Selected passage >>
# # # # #

For two of the recipes I’ve sautéed the cooked edamame in the sauces so the flavor would be absorbed. If you prefer, you can plate and serve the hot edamame with sesame and salt for garnish, then provide the sauce in bowls for dipping.
The recipes are so easy once you have the ingredients. You will have a healthy appetizer ready serve in less than 30 minutes. It looks so appealing, definitely guest worthy. Be sure to include a separate small dish for the shells.
Ponzu Sauce for Edamame
(Pictured Above) Ponzu is one of my all time favorite sauces. It is excellent with seafood, especially salmon. Ponzu sauce also makes an excellent marinade and dipping sauce for edamame. Here’s my recipe. For this one, you can make the sauce ahead of time. The flavors blend better with some time in the refrigeration. Try for at least 30 minutes chilling, but overnight works fine too. The sauce only takes minutes to put together.
Serves: 4 to 6
- 1 bag frozen edamame
- 4 tablespoons lower-sodium soy sauce
- 2 tablespoons fresh orange juice
- 2 tablespoons fresh lemon juice
- 1 tablespoon sesame oil
- 1 tablespoon sweet wine
- 1 green onion, thinly sliced
- ¼ teaspoon crushed red pepper (optional)
- This sauce recipe doesn't require cooking. Simply mix the ingredients together and refrigerate for a minimum of 30 minutes.
- Again, cook the edamame according to package directions, then drain in a colander.
- Toss cooked edamame in the sauce, then spoon out to plate. Serve remaining sauce in a small bowl for dipping.
- If you prefer, you don't have to toss it, you can simply serve the edamame plated, and have either individual or a single bowl for the sauce, then dip and eat.
Edamame with Wasabi Teriyaki Sauce
Serves: 4 to 6
- 1 bag Frozen edamame in shells
- ½ cup Teriyaki sauce
- ¼ to ½ teaspoon Wasabi powder
- 1 to 2 Green onions, chopped
- ¼ to ½ teaspoon Sesame seeds
- Cook the edamame according to the package directions and drain. Drain, then serve sprinkled with green onion and sesame seed.
- In a skillet, thoroughly mix the teriyaki sauce with the wasabi powder. You may want to start with ¼ teaspoon of wasabi at first. See how much bite you like before adding more. I prefer ½ teaspoon, but I love wasabi.
- Heat for 2 minutes or until bubbling, stirring often.
- Sitr in the cooked edamame in shells. Simmer an additional 3 minutes, coating shells with sauce as you stir gently.

# # # # #

Extracted material >>
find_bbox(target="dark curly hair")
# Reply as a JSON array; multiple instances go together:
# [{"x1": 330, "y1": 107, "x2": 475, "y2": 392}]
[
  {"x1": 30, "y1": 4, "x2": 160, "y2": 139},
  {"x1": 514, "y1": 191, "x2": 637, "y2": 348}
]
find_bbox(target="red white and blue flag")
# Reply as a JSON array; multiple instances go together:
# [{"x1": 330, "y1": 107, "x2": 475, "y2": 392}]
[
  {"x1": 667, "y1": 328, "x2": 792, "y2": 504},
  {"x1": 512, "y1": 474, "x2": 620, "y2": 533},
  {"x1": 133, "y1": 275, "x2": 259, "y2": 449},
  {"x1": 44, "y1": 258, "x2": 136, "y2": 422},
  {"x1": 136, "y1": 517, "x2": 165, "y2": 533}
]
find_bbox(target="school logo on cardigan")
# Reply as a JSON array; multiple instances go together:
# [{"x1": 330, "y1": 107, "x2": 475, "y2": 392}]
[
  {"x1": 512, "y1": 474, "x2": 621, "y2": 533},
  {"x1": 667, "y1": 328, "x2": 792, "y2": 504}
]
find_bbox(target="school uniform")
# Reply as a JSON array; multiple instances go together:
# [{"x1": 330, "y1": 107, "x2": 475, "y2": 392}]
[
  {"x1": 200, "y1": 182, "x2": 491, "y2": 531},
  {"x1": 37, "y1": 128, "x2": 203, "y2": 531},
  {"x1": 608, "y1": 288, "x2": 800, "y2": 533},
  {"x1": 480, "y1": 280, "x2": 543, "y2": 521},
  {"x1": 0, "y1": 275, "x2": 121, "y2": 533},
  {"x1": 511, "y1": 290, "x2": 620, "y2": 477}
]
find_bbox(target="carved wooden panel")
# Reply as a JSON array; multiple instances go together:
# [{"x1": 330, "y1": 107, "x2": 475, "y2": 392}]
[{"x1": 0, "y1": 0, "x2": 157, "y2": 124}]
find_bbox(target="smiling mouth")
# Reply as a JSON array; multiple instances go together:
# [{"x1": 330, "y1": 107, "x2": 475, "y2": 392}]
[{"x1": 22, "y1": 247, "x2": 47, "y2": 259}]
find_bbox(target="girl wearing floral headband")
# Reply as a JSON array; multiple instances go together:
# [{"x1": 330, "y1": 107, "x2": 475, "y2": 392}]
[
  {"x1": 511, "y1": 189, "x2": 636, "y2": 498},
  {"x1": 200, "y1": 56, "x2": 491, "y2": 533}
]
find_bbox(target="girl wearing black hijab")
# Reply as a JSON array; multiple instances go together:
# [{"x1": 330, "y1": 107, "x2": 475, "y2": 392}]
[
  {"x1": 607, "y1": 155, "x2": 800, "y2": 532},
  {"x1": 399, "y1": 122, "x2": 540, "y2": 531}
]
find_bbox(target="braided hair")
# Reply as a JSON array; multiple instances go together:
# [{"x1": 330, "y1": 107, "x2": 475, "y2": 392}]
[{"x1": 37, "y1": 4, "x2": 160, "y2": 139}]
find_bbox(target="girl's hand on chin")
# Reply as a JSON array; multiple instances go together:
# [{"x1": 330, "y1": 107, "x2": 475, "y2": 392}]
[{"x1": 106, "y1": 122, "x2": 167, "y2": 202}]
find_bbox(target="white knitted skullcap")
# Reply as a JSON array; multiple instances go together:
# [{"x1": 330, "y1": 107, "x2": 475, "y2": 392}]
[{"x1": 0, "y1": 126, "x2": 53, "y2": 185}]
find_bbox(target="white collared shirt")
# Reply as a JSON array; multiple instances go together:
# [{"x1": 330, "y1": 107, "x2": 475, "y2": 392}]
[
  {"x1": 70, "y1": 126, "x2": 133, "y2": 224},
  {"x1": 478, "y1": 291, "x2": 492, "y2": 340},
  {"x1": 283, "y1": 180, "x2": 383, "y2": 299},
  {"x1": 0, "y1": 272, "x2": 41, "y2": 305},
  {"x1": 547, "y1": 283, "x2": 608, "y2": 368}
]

# # # # #

Task set >>
1: From the edamame recipes, copy the text from "- Again, cook" to "dip and eat.".
2: Which ingredients does the Edamame with Wasabi Teriyaki Sauce recipe list? Give every one with its amount.
3: Can you write the next part of the edamame recipes, picking up from where they stop?

Answers to the exercises >>
1:
- Again, cook the edamame according to package directions, then drain in a colander.
- Toss cooked edamame in the sauce, then spoon out to plate. Serve remaining sauce in a small bowl for dipping.
- If you prefer, you don't have to toss it, you can simply serve the edamame plated, and have either individual or a single bowl for the sauce, then dip and eat.

2:
- 1 bag frozen edamame in shells
- ½ cup teriyaki sauce
- ¼ to ½ teaspoon wasabi powder
- 1 to 2 green onions, chopped
- ¼ to ½ teaspoon sesame seeds

3:
- Sprinkle chopped green onion into pan, stir, then remove from heat.
- Spoon from pan onto a serving dish using a spoon that allows liquid to drain off. Sprinkle with sesame seeds.
- Pour remaining sauce into a small bowl for dipping as desired.
Edamame in Sriracha Sauce
Serves: 4 - 6
- 1 bag frozen edamame in shells
- 1 teaspoon olive oil
- ¼ teaspoon sesame seeds
- 2 tablespoons sriracha sauce
- 1 teaspoon olive oil
- 1 teaspoon light soy sauce
- 1 teaspoon oyster sauce
- Cook edamame according to package directions, drain in colander.
- Heat olive oil and sesame seeds over medium heat in a skillet.
- Add edamame, stirring gently.
- Pour sriracha sauce over edamame, stirring until sauce covers each piece.
- Sauté for 3 minutes, to heat through and allow the sauce to marinate.
- Serve hot.
What’s So Good about Edamame?
You can see in the nutritionals above, that soy beans are packed with fiber and protein. In addition, a serving provides 24% Magnesium, 15% Vitamin C, 19% Iron, 9% Calcium, and 10% Vitamin B-6, of the daily recommended amounts.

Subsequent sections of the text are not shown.